Text for analysis:
════

Moving down roads at 10 to 15 mph, floodlights turning night to day, they looked for anything suspicious. Most IEDs were disguised or buried.

"We found 479 in a 12-month span, tops in all of Iraq," he said.

"Joe was one of the main buffalo operators, one of our best IED finders. If you know how to use the arm right, you won't set off the IED. You call in the disposal unit and blow it up.

"Sometimes, the bomb found us before we found the bomb. A lot of us got messed up from being blown up all the time."

On May 6, 2006, Young was riding in the Humvee, "not nearly as up-armored as the buffalo," when an IED detonated and the front of the Humvee was blown off. The blast broke a vertebra in Young's neck, and he lost consciousness.

"When I woke up, Joe was there," he said. "He was the first one there to pull me out of harm's way. I always felt safe when Joe was in the buffalo ahead of me, but this was a well-disguised IED, below the asphalt."

Young was laid up for a month but stayed in Iraq, returning to patrol when he had recovered.

════

Raw data:
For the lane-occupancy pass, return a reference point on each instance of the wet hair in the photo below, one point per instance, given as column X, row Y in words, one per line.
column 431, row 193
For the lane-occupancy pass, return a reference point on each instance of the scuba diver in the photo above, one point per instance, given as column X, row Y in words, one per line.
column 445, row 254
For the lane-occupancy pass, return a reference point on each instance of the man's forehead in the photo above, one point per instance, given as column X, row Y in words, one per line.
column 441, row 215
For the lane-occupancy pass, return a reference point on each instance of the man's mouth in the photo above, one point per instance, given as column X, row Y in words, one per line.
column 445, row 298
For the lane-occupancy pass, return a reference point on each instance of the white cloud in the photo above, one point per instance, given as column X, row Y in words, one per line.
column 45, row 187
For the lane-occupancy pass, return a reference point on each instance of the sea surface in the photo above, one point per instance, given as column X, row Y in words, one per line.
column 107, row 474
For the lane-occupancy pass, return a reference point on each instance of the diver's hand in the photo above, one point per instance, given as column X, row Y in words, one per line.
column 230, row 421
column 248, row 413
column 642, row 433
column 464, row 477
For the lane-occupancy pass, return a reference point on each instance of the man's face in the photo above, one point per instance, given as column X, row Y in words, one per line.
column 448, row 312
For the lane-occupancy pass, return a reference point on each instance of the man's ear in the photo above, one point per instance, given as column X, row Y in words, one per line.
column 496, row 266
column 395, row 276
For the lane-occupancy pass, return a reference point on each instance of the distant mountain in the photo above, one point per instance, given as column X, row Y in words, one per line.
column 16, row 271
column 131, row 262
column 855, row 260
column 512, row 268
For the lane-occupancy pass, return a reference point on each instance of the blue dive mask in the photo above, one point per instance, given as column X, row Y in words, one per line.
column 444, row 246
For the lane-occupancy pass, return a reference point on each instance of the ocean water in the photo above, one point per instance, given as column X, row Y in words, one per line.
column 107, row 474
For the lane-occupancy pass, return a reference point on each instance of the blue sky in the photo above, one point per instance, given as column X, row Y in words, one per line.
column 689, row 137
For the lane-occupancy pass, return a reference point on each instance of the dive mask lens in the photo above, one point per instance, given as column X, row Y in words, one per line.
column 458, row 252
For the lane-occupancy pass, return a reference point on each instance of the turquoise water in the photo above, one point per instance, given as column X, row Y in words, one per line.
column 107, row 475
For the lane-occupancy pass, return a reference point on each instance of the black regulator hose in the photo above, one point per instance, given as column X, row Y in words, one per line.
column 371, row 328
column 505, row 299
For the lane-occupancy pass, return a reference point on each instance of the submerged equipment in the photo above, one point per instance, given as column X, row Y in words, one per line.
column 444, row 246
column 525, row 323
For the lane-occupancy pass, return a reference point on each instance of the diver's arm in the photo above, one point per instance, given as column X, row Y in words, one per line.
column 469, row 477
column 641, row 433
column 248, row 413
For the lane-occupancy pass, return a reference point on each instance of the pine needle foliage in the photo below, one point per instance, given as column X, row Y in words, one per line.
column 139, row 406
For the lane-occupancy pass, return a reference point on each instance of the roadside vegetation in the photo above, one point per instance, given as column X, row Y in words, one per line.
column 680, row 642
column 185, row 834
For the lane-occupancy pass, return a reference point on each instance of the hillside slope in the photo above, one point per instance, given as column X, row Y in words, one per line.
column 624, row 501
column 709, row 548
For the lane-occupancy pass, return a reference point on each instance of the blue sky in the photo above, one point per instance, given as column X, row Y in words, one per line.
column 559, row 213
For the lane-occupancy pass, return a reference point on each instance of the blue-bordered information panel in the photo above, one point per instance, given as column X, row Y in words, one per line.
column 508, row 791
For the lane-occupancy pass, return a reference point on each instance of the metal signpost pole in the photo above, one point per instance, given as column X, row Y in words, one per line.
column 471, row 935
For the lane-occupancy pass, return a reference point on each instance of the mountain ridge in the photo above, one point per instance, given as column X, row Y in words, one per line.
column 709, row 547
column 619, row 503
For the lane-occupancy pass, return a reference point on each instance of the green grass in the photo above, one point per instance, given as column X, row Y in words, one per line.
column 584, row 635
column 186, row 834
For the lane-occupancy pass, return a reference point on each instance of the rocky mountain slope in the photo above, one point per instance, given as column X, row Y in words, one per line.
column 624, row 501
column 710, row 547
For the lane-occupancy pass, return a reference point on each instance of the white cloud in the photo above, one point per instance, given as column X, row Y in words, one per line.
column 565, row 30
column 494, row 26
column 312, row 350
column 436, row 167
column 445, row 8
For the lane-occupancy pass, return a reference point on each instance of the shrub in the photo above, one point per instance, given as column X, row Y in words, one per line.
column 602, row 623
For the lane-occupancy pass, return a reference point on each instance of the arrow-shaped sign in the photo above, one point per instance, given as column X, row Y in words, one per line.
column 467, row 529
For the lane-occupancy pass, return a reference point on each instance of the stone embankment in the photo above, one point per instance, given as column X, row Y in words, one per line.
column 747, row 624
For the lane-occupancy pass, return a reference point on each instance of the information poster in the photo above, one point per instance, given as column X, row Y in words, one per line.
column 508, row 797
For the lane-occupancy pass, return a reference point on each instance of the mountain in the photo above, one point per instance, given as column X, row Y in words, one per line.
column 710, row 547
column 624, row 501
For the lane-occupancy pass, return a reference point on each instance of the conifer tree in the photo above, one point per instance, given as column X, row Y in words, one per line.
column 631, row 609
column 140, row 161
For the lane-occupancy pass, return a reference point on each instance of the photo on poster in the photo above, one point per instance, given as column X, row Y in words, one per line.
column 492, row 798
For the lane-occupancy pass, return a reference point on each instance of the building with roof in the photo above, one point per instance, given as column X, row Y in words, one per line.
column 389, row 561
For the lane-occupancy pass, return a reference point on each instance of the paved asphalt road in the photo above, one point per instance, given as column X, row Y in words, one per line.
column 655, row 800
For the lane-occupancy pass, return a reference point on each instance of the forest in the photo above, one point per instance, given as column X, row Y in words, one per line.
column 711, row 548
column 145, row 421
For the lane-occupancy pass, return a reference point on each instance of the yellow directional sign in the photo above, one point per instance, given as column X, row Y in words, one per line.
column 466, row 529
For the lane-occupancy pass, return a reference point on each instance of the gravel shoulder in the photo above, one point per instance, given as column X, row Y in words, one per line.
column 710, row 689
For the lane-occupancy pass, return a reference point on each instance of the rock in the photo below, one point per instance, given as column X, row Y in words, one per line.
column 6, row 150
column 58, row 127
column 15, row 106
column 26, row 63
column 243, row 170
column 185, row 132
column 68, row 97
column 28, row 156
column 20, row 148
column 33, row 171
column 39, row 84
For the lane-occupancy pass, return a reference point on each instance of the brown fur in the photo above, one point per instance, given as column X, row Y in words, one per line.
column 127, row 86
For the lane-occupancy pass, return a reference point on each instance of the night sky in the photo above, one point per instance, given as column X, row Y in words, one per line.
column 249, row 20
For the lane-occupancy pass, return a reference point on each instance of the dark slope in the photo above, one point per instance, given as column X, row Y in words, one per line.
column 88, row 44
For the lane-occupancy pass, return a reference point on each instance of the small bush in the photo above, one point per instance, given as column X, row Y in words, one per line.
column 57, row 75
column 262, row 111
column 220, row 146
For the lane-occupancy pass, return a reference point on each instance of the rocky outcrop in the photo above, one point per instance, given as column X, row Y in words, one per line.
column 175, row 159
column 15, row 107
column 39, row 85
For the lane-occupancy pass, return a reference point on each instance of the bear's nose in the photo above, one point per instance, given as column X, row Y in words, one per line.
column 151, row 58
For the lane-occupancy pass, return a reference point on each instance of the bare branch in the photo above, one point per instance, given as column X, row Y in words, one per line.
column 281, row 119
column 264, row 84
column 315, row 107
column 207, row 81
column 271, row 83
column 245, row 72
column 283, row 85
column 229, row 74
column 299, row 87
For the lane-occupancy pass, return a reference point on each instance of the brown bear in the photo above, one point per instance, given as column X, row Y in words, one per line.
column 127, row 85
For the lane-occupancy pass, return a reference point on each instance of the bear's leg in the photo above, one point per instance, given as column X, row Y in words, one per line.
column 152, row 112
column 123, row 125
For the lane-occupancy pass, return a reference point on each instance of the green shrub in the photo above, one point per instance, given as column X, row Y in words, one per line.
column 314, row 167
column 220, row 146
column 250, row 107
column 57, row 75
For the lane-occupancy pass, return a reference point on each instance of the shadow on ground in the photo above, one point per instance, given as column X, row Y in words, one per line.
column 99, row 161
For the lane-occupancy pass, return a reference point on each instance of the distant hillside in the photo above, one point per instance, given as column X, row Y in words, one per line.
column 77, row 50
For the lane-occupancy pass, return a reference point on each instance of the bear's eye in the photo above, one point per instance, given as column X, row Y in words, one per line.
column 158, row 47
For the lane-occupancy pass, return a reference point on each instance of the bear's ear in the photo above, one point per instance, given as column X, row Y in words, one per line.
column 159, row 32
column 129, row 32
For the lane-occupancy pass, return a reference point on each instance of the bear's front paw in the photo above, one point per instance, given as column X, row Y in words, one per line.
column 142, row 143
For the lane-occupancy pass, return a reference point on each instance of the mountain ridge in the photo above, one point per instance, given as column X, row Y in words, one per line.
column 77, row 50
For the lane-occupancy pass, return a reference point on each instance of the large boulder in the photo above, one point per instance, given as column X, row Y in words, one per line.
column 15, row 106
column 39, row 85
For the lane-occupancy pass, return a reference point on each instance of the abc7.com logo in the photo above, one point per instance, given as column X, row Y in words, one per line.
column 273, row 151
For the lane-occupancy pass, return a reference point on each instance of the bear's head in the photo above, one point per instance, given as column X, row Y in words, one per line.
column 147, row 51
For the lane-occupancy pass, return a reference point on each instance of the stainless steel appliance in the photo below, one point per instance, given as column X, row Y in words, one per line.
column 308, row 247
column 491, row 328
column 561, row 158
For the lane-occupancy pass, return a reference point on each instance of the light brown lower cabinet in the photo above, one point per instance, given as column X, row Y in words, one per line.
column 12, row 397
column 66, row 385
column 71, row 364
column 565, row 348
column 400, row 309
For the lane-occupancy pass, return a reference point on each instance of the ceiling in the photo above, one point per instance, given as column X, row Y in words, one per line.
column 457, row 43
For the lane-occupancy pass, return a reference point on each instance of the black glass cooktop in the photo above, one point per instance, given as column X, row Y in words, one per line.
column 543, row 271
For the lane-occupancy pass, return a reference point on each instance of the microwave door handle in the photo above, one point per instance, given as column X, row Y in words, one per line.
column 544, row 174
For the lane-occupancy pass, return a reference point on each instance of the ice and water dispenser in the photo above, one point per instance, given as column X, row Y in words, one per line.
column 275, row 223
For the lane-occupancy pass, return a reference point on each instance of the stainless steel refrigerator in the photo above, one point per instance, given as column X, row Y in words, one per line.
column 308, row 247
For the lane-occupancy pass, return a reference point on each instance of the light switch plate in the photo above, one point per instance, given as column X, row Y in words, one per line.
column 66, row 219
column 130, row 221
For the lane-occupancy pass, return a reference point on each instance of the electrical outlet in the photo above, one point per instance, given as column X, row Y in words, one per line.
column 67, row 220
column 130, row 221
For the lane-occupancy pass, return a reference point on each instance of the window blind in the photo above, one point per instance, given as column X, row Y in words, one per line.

════

Answer these questions using the account of IED patrols in Iraq above.
1. At what speed did the vehicles move down roads while searching?
2. How many IEDs were found in a 12-month span?
3. What injury did Young suffer in the blast on May 6, 2006?

Solution to this exercise:
1. 10 to 15 mph
2. 479
3. A broken vertebra in his neck